Source data:
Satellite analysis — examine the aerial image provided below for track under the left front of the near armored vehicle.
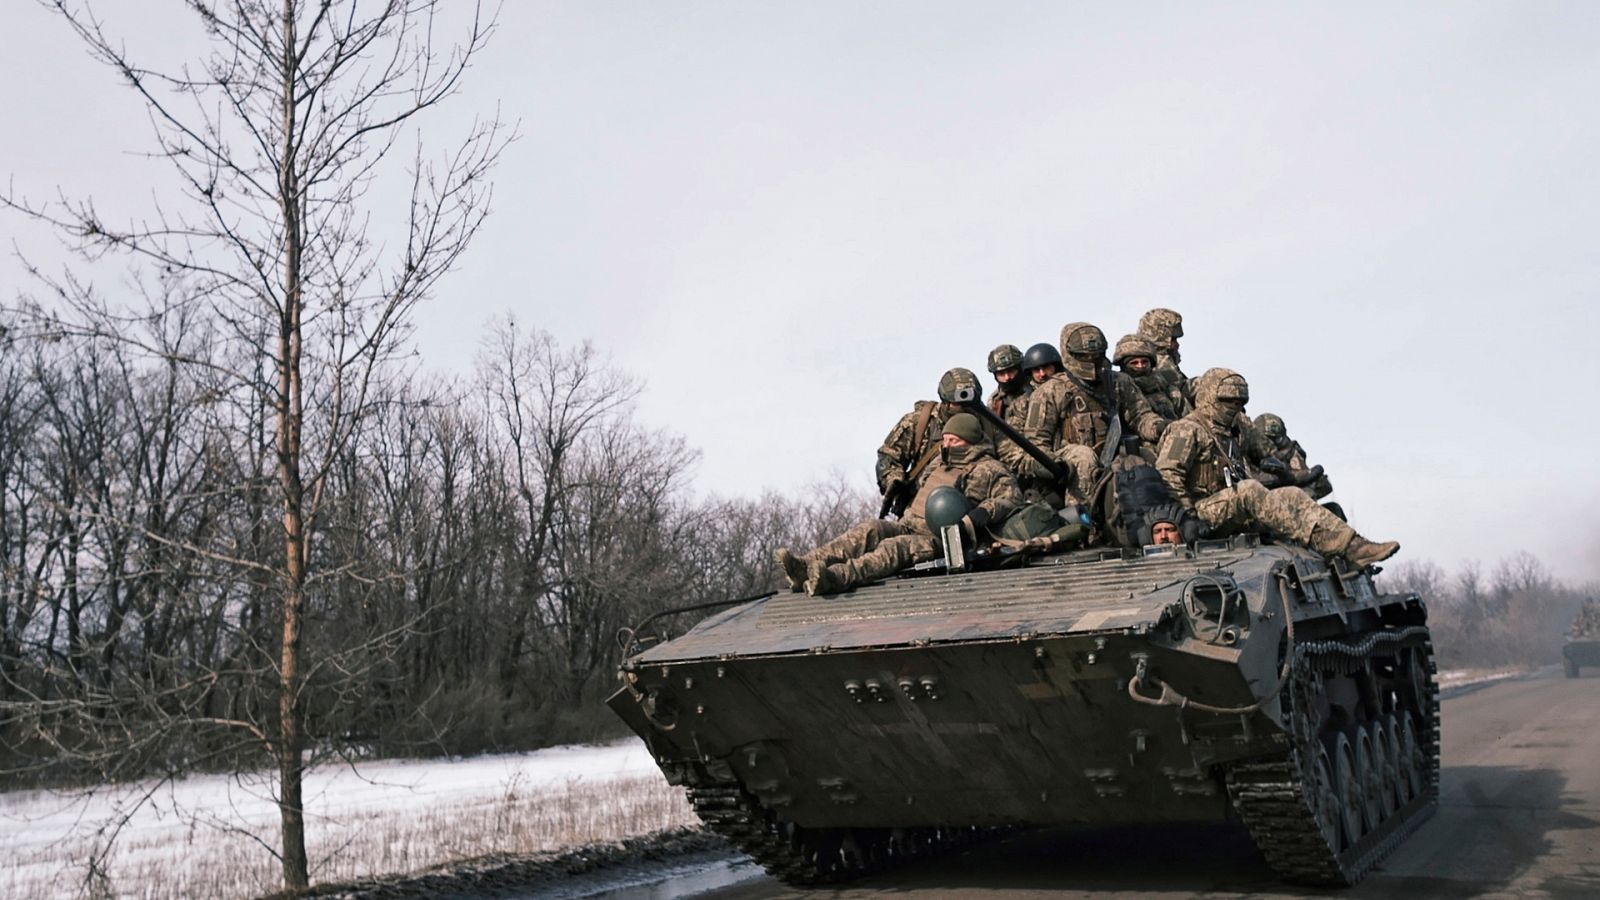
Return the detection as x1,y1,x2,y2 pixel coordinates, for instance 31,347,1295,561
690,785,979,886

---

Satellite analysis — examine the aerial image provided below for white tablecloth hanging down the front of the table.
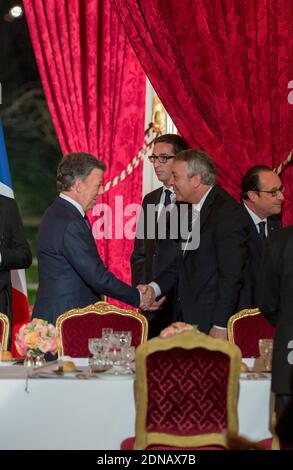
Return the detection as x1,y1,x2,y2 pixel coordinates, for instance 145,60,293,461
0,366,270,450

==

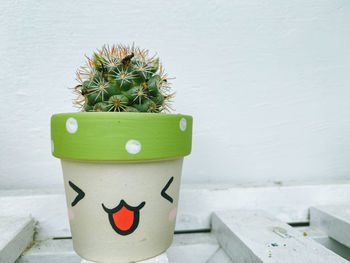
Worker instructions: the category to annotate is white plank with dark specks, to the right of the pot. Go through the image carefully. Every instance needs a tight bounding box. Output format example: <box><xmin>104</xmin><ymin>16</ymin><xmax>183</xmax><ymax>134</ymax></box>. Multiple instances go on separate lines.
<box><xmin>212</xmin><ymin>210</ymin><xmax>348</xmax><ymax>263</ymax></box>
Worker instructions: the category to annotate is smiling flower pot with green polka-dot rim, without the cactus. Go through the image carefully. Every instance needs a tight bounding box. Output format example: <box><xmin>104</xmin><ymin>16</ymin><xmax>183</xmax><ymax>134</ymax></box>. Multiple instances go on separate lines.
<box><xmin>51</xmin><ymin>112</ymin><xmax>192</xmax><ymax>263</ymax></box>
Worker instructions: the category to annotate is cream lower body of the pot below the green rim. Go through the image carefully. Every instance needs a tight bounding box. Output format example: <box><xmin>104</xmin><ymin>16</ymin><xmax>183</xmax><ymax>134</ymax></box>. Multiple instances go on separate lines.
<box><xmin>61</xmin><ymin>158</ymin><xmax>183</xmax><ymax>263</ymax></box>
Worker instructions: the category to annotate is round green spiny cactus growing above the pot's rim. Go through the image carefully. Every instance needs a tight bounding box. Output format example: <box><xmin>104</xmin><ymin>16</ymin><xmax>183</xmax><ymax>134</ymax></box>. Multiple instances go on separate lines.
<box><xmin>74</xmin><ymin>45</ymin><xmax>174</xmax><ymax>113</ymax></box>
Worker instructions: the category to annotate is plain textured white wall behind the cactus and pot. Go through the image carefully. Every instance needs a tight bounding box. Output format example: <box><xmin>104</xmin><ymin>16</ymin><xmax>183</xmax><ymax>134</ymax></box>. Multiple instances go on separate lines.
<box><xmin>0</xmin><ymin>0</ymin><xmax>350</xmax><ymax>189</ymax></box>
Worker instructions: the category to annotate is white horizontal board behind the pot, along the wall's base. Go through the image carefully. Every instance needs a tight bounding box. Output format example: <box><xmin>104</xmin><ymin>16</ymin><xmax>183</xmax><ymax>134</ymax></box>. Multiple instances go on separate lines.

Brief:
Go line by line through the data above and count those holding "aerial"; report the number alone.

Task solution:
2